[begin Given entries]
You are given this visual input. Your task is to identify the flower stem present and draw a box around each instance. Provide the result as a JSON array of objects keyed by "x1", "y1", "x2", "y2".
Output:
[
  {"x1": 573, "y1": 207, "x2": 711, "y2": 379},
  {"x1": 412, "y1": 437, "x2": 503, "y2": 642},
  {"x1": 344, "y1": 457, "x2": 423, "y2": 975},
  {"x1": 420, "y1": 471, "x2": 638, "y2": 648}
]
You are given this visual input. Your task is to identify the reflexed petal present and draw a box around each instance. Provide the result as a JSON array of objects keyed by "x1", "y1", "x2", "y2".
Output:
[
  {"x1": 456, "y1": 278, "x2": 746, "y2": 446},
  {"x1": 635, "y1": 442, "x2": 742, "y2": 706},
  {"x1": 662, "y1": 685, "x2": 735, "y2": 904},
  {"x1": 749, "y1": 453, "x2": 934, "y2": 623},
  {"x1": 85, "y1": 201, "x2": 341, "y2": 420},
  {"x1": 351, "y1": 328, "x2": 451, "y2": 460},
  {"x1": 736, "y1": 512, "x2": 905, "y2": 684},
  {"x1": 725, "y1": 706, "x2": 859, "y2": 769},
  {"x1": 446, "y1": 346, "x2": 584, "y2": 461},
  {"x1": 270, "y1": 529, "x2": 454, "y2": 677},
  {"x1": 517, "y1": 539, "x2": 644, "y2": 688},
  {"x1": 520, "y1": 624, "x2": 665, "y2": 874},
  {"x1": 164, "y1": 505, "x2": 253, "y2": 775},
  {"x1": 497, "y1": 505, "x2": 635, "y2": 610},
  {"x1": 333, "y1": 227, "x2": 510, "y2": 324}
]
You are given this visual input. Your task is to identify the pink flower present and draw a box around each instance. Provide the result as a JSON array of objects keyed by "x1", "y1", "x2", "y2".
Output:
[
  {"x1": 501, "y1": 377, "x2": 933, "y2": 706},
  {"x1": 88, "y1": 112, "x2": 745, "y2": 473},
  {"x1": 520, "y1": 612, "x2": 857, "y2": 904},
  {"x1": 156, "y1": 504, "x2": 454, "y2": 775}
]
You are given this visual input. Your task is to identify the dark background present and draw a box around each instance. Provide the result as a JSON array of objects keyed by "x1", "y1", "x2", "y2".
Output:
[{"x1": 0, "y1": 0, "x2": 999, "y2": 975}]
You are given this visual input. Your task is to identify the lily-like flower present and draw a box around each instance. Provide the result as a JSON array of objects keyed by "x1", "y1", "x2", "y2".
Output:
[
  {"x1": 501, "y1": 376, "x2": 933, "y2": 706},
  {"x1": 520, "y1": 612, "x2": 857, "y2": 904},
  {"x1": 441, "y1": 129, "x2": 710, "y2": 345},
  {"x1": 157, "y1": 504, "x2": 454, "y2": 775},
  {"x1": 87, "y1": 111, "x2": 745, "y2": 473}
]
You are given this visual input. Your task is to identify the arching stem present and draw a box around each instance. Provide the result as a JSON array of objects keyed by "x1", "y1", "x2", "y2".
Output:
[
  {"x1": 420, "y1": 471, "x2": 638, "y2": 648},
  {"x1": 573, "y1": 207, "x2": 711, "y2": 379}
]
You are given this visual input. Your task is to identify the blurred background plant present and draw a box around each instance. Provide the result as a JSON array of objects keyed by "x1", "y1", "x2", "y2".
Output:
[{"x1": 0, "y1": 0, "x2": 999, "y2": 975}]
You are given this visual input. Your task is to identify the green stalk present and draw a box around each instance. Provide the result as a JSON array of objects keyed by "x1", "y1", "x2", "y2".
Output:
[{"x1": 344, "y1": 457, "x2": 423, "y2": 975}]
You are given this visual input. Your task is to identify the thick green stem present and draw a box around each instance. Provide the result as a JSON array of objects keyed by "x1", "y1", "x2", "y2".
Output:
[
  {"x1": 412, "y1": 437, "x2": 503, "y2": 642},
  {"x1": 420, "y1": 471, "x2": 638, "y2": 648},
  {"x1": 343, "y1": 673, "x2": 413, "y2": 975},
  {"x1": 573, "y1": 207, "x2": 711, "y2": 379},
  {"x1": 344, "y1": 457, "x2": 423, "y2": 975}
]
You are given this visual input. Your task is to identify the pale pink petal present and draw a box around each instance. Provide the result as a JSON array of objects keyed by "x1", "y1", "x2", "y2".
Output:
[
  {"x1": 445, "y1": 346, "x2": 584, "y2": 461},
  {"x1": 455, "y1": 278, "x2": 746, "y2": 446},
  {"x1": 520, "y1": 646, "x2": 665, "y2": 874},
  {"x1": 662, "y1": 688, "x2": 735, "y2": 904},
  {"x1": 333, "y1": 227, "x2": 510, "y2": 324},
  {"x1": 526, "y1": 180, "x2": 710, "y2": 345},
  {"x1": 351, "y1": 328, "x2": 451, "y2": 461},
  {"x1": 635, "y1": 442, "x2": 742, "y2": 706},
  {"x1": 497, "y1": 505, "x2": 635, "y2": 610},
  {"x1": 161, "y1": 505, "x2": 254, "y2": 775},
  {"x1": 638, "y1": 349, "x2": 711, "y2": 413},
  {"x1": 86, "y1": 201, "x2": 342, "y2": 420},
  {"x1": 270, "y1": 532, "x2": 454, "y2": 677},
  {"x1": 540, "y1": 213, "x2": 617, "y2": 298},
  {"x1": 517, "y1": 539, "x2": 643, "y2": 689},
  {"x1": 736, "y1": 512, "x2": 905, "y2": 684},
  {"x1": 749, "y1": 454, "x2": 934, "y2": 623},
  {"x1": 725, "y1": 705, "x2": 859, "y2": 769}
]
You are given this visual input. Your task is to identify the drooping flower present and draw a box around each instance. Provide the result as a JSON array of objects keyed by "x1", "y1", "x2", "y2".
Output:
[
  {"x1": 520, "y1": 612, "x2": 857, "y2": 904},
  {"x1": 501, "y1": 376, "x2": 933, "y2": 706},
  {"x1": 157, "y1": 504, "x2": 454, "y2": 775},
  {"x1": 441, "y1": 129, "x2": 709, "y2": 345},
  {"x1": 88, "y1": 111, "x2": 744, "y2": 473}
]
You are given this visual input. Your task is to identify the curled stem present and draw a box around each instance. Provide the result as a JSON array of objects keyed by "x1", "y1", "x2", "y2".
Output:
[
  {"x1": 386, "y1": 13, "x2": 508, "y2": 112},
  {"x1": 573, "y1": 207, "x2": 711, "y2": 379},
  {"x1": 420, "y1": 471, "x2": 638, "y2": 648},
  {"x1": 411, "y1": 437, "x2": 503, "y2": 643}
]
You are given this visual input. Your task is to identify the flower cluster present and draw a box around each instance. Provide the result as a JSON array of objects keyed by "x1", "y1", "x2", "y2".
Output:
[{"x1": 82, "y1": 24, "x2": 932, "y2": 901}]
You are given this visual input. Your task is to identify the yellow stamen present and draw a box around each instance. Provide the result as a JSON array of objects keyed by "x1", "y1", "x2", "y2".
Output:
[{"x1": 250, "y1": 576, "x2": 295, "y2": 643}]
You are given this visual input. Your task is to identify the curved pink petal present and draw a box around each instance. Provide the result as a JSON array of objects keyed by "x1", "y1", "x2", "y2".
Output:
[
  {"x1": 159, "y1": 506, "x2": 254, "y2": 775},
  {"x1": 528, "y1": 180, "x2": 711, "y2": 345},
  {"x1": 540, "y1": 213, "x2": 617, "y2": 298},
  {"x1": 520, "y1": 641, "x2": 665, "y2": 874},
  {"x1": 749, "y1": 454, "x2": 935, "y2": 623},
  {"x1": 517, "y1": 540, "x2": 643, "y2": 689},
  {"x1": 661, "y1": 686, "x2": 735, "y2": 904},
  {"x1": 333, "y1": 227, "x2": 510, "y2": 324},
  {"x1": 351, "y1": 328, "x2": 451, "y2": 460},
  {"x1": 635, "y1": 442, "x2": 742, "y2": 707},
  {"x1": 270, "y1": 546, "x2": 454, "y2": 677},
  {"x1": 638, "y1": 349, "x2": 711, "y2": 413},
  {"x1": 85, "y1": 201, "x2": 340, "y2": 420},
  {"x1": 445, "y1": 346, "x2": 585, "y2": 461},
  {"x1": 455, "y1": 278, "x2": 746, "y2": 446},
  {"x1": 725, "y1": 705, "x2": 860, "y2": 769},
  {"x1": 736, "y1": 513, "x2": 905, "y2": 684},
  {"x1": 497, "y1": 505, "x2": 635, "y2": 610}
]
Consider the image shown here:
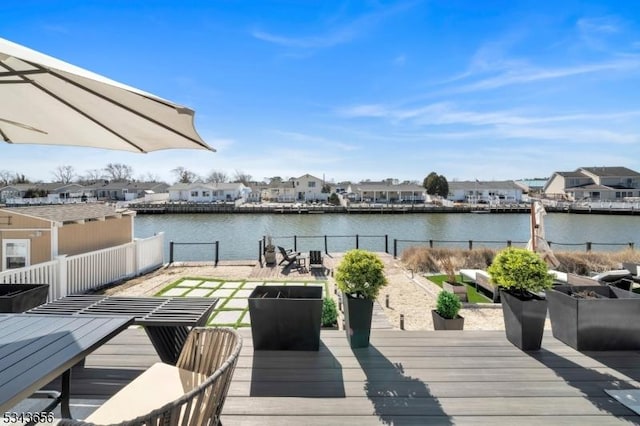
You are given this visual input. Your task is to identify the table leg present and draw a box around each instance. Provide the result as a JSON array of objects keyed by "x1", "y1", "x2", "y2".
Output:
[
  {"x1": 144, "y1": 325, "x2": 189, "y2": 365},
  {"x1": 60, "y1": 369, "x2": 71, "y2": 419}
]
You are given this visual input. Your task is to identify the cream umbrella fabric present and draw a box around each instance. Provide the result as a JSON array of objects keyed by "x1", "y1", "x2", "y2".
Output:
[
  {"x1": 527, "y1": 201, "x2": 560, "y2": 268},
  {"x1": 0, "y1": 38, "x2": 215, "y2": 152}
]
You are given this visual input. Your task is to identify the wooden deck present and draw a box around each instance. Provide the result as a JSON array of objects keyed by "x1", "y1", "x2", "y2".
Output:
[{"x1": 32, "y1": 328, "x2": 640, "y2": 426}]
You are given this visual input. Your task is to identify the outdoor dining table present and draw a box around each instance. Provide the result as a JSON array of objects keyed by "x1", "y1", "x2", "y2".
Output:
[
  {"x1": 0, "y1": 314, "x2": 133, "y2": 424},
  {"x1": 28, "y1": 294, "x2": 218, "y2": 365}
]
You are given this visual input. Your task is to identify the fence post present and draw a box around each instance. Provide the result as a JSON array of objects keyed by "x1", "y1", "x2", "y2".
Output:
[{"x1": 54, "y1": 254, "x2": 69, "y2": 299}]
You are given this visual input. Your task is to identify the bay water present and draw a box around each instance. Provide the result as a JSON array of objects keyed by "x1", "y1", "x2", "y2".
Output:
[{"x1": 134, "y1": 213, "x2": 640, "y2": 261}]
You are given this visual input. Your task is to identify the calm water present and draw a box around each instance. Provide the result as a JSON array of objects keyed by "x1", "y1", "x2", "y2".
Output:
[{"x1": 135, "y1": 213, "x2": 640, "y2": 261}]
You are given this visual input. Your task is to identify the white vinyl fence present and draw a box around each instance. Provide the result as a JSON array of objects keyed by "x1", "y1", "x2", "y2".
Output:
[{"x1": 0, "y1": 233, "x2": 164, "y2": 301}]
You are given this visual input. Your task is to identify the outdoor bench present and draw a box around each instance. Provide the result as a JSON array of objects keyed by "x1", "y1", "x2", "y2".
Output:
[{"x1": 58, "y1": 327, "x2": 242, "y2": 426}]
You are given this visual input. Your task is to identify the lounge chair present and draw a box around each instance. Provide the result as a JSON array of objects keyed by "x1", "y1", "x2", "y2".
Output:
[
  {"x1": 278, "y1": 246, "x2": 300, "y2": 267},
  {"x1": 309, "y1": 250, "x2": 324, "y2": 273},
  {"x1": 58, "y1": 327, "x2": 242, "y2": 426}
]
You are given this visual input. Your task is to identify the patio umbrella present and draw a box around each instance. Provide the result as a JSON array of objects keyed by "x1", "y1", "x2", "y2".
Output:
[
  {"x1": 527, "y1": 201, "x2": 560, "y2": 268},
  {"x1": 0, "y1": 38, "x2": 214, "y2": 152}
]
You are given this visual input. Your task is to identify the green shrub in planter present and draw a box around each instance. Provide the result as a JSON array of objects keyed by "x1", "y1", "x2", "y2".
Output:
[
  {"x1": 487, "y1": 248, "x2": 553, "y2": 295},
  {"x1": 436, "y1": 291, "x2": 462, "y2": 319},
  {"x1": 322, "y1": 297, "x2": 338, "y2": 327},
  {"x1": 335, "y1": 249, "x2": 387, "y2": 300}
]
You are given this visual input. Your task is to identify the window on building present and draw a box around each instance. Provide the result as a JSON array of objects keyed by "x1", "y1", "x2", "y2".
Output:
[{"x1": 2, "y1": 239, "x2": 31, "y2": 270}]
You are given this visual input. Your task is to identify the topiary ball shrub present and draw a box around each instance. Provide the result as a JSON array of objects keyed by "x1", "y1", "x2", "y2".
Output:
[
  {"x1": 487, "y1": 248, "x2": 553, "y2": 296},
  {"x1": 322, "y1": 297, "x2": 338, "y2": 327},
  {"x1": 335, "y1": 249, "x2": 387, "y2": 300},
  {"x1": 436, "y1": 291, "x2": 462, "y2": 319}
]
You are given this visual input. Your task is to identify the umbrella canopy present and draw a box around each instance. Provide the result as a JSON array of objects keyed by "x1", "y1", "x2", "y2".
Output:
[
  {"x1": 527, "y1": 201, "x2": 560, "y2": 268},
  {"x1": 0, "y1": 38, "x2": 214, "y2": 152}
]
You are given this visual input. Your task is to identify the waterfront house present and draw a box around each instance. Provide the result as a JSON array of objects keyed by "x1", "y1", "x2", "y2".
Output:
[
  {"x1": 90, "y1": 181, "x2": 169, "y2": 201},
  {"x1": 168, "y1": 182, "x2": 251, "y2": 203},
  {"x1": 347, "y1": 181, "x2": 427, "y2": 204},
  {"x1": 0, "y1": 183, "x2": 91, "y2": 204},
  {"x1": 0, "y1": 203, "x2": 135, "y2": 271},
  {"x1": 289, "y1": 174, "x2": 331, "y2": 202},
  {"x1": 543, "y1": 167, "x2": 640, "y2": 201},
  {"x1": 447, "y1": 180, "x2": 523, "y2": 205}
]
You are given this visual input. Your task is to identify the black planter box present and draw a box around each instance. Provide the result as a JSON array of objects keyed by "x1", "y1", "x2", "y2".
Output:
[
  {"x1": 500, "y1": 290, "x2": 548, "y2": 351},
  {"x1": 0, "y1": 284, "x2": 49, "y2": 313},
  {"x1": 431, "y1": 309, "x2": 464, "y2": 330},
  {"x1": 342, "y1": 293, "x2": 373, "y2": 348},
  {"x1": 249, "y1": 286, "x2": 322, "y2": 351},
  {"x1": 547, "y1": 285, "x2": 640, "y2": 351}
]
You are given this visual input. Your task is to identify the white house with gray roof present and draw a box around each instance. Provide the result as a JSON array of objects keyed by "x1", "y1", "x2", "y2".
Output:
[
  {"x1": 168, "y1": 183, "x2": 251, "y2": 203},
  {"x1": 543, "y1": 167, "x2": 640, "y2": 201},
  {"x1": 447, "y1": 180, "x2": 523, "y2": 205}
]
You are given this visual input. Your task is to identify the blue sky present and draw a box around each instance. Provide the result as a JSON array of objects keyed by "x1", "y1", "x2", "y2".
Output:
[{"x1": 0, "y1": 0, "x2": 640, "y2": 182}]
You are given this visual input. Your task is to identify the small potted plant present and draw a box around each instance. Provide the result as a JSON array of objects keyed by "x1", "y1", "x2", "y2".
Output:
[
  {"x1": 439, "y1": 256, "x2": 469, "y2": 302},
  {"x1": 264, "y1": 235, "x2": 276, "y2": 265},
  {"x1": 431, "y1": 290, "x2": 464, "y2": 330},
  {"x1": 487, "y1": 248, "x2": 553, "y2": 350},
  {"x1": 335, "y1": 249, "x2": 387, "y2": 348}
]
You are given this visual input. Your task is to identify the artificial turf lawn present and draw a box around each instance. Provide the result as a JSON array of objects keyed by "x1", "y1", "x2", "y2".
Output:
[{"x1": 156, "y1": 277, "x2": 328, "y2": 328}]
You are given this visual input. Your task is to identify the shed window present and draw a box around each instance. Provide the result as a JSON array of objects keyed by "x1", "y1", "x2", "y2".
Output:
[{"x1": 2, "y1": 240, "x2": 31, "y2": 270}]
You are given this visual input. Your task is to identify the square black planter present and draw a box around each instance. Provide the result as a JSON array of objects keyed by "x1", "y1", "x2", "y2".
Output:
[
  {"x1": 0, "y1": 284, "x2": 49, "y2": 313},
  {"x1": 249, "y1": 286, "x2": 322, "y2": 351},
  {"x1": 500, "y1": 290, "x2": 548, "y2": 351},
  {"x1": 547, "y1": 285, "x2": 640, "y2": 351}
]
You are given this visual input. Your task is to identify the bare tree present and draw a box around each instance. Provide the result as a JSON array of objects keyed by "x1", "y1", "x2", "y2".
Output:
[
  {"x1": 104, "y1": 163, "x2": 133, "y2": 181},
  {"x1": 206, "y1": 170, "x2": 229, "y2": 183},
  {"x1": 233, "y1": 170, "x2": 251, "y2": 186},
  {"x1": 0, "y1": 170, "x2": 15, "y2": 185},
  {"x1": 78, "y1": 169, "x2": 106, "y2": 184},
  {"x1": 138, "y1": 172, "x2": 160, "y2": 182},
  {"x1": 51, "y1": 165, "x2": 76, "y2": 184},
  {"x1": 171, "y1": 166, "x2": 201, "y2": 183}
]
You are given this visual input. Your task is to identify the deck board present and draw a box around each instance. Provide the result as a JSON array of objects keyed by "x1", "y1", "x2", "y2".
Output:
[{"x1": 37, "y1": 328, "x2": 640, "y2": 426}]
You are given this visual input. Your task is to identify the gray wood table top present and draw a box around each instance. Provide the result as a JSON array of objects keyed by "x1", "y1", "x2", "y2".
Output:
[
  {"x1": 29, "y1": 294, "x2": 218, "y2": 326},
  {"x1": 0, "y1": 314, "x2": 133, "y2": 412}
]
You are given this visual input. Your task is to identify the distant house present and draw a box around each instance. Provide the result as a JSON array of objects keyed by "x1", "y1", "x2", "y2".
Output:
[
  {"x1": 289, "y1": 174, "x2": 329, "y2": 202},
  {"x1": 346, "y1": 181, "x2": 427, "y2": 203},
  {"x1": 0, "y1": 183, "x2": 90, "y2": 204},
  {"x1": 447, "y1": 180, "x2": 523, "y2": 204},
  {"x1": 90, "y1": 181, "x2": 169, "y2": 201},
  {"x1": 543, "y1": 167, "x2": 640, "y2": 201},
  {"x1": 0, "y1": 203, "x2": 135, "y2": 271},
  {"x1": 168, "y1": 183, "x2": 251, "y2": 203}
]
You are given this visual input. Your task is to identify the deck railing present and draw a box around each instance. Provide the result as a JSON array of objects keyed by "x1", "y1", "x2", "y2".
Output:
[{"x1": 0, "y1": 233, "x2": 164, "y2": 300}]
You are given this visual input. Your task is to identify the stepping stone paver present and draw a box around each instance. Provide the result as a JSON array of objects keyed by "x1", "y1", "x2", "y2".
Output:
[
  {"x1": 178, "y1": 280, "x2": 202, "y2": 287},
  {"x1": 223, "y1": 297, "x2": 249, "y2": 309},
  {"x1": 185, "y1": 288, "x2": 211, "y2": 297},
  {"x1": 162, "y1": 287, "x2": 189, "y2": 296}
]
[end Given entries]
Challenge: Render as a JSON list of strings, one per line with blank lines omitted, the lines beginning at the line that contains "the deck railing" and ending with the final line of the records, both included.

Solution to the exercise:
[
  "You are given this visual input. Your task is to identify the deck railing present and draw a box around each instance. Provide the result as a JSON array of objects keyed by \"x1\", \"y1\", \"x2\", \"y2\".",
  "Output:",
  "[{\"x1\": 0, \"y1\": 233, \"x2\": 164, \"y2\": 300}]",
  "You are given this visual input. Your task is to identify the stepping stone paver present and draw a box around each instance. Provide the result as a JSON array of objects keyed by \"x1\", \"y1\", \"x2\", \"y2\".",
  "Output:",
  "[",
  "  {\"x1\": 178, \"y1\": 280, \"x2\": 202, \"y2\": 287},",
  "  {\"x1\": 223, \"y1\": 297, \"x2\": 249, \"y2\": 309},",
  "  {\"x1\": 185, \"y1\": 288, \"x2\": 211, \"y2\": 297},",
  "  {\"x1\": 162, \"y1\": 287, \"x2\": 189, \"y2\": 296}",
  "]"
]